## TEKS YANG DIBERIKAN

::::::::

ROTE NDAO - Terkait dengan polemik berkepanjangan soal dugaan penutupan akses masuk lokasi wisata pantai Bo'a di Desa Bo'a, Kecamatan Rote Barat, yang dilakukan oleh pihak PT Boa Development, Masyarakat Desa Bo'a pun akhirnya surati Bupati Rote Ndao.
Sesuai dengan informasi yang diterima media ini, surat tersebut di tandatangani oleh 7 orang tokoh masyarakat bersama 100 orang masyarakat Desa Bo'a. Dalam surat tersebut, masyarakat Desa Bo'a mengajukan Tuntutan Pengembalian Akses Jalan Umum Ke Kawasan Pantai Wisata Bo'a yang ditutup oleh pihak PT Bo'a Development dan Nihi Rote. Dalam surat tersebut juga dijelaskan sejarah singkat awal mula masyarakat Desa Bo'a menghibahkan tanah mereka seluas 7 Hektar kepada Pemda Rote Ndao yang belakangan diketahui bahwa tanah tersebut telah diberikan Hak Pakai oleh dari Pemda Rote Ndao kepada PT Bo'a Development.

::::::::

## TUGAS
a – Menurut berita tentang akses pantai Bo'a, siapa saja yang menandatangani surat kepada Bupati Rote Ndao?
b – Salin persis bagian berita tentang akses pantai Bo'a yang diawali kata-kata "Sesuai dengan informasi" dan diakhiri kata-kata "PT Bo'a Development.".

Rangkaian item
::::::::

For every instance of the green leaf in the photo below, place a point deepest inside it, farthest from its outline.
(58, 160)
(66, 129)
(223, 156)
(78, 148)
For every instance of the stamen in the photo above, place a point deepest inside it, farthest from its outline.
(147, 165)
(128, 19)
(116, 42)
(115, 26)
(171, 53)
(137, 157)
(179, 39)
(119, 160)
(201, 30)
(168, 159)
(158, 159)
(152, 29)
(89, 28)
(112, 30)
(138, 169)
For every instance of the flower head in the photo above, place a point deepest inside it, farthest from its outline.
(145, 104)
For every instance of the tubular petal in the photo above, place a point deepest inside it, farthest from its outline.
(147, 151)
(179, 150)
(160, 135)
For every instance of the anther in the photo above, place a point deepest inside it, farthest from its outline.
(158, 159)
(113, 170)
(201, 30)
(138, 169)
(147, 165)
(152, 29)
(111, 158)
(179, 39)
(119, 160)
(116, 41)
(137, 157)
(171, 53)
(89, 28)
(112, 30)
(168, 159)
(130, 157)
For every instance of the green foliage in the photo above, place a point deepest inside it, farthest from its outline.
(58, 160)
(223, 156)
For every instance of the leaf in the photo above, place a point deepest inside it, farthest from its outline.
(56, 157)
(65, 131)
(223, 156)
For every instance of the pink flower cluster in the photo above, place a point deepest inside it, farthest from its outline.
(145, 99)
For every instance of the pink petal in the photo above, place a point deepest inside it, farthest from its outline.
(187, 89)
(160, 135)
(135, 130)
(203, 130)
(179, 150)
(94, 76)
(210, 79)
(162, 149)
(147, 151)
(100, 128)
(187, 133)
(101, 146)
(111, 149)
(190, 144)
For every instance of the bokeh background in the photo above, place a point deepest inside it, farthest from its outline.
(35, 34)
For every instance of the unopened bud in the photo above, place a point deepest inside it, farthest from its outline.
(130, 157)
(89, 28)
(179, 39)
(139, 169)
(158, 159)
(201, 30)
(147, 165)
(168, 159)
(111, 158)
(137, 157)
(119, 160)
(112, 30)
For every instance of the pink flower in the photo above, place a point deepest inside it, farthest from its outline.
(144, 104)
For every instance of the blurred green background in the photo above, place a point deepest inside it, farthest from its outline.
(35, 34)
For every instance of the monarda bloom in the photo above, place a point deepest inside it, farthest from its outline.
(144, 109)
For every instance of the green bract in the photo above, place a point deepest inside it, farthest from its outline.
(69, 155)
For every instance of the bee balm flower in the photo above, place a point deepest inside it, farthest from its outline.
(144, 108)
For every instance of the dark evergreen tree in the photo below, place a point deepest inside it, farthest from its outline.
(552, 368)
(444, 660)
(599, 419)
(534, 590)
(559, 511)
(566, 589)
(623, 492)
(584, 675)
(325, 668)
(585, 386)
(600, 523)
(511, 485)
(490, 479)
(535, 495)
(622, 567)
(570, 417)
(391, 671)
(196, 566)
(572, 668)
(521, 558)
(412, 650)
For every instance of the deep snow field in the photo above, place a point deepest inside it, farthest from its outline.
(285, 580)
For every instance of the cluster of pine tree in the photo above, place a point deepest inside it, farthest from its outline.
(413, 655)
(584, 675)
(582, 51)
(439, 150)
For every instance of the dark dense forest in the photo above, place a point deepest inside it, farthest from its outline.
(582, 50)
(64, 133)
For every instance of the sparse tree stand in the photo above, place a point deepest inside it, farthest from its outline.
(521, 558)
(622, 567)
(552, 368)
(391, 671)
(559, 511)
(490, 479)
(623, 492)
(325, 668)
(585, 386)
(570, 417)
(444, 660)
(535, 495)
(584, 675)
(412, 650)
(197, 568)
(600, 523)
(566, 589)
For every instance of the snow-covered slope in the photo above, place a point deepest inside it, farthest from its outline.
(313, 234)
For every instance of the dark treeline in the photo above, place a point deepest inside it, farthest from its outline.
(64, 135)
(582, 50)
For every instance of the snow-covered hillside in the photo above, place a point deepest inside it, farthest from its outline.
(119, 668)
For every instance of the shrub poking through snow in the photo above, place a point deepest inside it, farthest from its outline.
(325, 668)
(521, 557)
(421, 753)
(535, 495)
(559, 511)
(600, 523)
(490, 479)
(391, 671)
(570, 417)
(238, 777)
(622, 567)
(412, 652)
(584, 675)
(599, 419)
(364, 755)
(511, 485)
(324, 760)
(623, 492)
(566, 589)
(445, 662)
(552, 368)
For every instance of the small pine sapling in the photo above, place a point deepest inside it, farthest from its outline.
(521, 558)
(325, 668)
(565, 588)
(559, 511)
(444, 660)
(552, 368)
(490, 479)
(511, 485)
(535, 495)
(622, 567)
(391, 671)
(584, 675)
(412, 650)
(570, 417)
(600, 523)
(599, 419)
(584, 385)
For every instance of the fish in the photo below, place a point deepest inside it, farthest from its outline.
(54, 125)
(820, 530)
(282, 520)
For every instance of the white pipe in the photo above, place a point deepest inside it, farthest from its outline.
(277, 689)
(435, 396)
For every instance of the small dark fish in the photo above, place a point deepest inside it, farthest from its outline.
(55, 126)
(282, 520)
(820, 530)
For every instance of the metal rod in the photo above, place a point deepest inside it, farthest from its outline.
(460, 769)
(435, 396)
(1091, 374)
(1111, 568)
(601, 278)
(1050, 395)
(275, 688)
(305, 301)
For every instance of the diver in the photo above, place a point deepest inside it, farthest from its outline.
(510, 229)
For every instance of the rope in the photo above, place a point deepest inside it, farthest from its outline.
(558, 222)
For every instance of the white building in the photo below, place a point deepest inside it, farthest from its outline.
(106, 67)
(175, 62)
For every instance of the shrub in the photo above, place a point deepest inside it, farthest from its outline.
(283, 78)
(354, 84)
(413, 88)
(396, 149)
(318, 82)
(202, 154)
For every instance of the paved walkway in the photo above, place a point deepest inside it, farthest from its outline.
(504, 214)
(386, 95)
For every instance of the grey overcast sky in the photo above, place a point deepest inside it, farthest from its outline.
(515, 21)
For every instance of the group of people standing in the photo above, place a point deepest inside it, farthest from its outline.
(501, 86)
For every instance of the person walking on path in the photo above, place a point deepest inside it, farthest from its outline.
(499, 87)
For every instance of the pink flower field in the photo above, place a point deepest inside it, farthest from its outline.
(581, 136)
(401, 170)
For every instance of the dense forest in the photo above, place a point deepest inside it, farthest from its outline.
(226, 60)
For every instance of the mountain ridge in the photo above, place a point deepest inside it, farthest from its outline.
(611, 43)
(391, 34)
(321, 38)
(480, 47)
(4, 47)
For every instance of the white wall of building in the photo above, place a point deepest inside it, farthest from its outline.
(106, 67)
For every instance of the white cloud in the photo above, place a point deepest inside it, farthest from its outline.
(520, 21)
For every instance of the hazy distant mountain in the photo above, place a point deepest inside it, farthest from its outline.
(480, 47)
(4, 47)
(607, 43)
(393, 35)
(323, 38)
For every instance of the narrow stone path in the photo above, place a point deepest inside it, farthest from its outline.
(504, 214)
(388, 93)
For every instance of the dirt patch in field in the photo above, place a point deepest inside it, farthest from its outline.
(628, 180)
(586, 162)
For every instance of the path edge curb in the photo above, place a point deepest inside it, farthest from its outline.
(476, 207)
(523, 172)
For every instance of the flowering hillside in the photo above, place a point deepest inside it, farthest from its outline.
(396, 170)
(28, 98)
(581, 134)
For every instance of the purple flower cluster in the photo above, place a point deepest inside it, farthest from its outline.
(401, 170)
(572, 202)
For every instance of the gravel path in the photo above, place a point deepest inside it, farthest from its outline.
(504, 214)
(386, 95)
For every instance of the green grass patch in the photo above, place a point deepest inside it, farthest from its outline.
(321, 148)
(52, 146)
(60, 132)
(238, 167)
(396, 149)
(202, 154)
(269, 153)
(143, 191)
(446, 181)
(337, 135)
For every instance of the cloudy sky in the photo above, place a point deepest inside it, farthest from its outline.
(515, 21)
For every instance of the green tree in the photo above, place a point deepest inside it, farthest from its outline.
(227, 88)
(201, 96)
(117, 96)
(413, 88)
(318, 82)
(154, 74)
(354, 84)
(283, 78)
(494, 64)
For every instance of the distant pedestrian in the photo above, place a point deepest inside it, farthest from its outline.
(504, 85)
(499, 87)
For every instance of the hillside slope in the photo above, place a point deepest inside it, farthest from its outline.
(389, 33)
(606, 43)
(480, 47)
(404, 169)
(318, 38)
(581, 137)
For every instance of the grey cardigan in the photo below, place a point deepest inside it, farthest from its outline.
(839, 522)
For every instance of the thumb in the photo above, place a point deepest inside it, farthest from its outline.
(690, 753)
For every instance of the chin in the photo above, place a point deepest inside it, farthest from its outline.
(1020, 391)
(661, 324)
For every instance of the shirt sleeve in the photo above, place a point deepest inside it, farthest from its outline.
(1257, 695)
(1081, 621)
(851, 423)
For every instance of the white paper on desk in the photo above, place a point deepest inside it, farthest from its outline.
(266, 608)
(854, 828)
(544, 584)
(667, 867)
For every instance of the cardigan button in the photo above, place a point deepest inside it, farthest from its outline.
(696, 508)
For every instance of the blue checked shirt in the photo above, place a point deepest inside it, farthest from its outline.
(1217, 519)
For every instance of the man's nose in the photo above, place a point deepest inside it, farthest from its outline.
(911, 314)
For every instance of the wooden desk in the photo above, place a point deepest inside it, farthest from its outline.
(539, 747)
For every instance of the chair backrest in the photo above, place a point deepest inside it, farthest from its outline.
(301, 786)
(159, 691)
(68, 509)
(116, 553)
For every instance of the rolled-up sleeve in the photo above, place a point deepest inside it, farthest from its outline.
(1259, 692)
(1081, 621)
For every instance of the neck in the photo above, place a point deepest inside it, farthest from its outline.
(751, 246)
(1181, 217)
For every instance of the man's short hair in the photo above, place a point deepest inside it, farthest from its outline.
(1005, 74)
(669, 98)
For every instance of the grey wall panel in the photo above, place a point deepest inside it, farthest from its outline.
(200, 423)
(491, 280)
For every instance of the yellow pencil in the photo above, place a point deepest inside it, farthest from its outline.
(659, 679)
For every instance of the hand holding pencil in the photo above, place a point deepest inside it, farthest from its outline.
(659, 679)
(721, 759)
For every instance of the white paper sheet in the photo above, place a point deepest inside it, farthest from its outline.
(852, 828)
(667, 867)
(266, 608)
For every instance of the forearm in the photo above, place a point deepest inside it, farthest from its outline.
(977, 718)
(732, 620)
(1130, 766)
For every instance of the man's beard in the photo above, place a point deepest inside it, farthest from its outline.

::::::::

## JAWABAN
a – Surat itu ditandatangani oleh 7 orang tokoh masyarakat bersama 100 orang masyarakat Desa Bo'a.

b –
Sesuai dengan informasi yang diterima media ini, surat tersebut di tandatangani oleh 7 orang tokoh masyarakat bersama 100 orang masyarakat Desa Bo'a. Dalam surat tersebut, masyarakat Desa Bo'a mengajukan Tuntutan Pengembalian Akses Jalan Umum Ke Kawasan Pantai Wisata Bo'a yang ditutup oleh pihak PT Bo'a Development dan Nihi Rote. Dalam surat tersebut juga dijelaskan sejarah singkat awal mula masyarakat Desa Bo'a menghibahkan tanah mereka seluas 7 Hektar kepada Pemda Rote Ndao yang belakangan diketahui bahwa tanah tersebut telah diberikan Hak Pakai oleh dari Pemda Rote Ndao kepada PT Bo'a Development.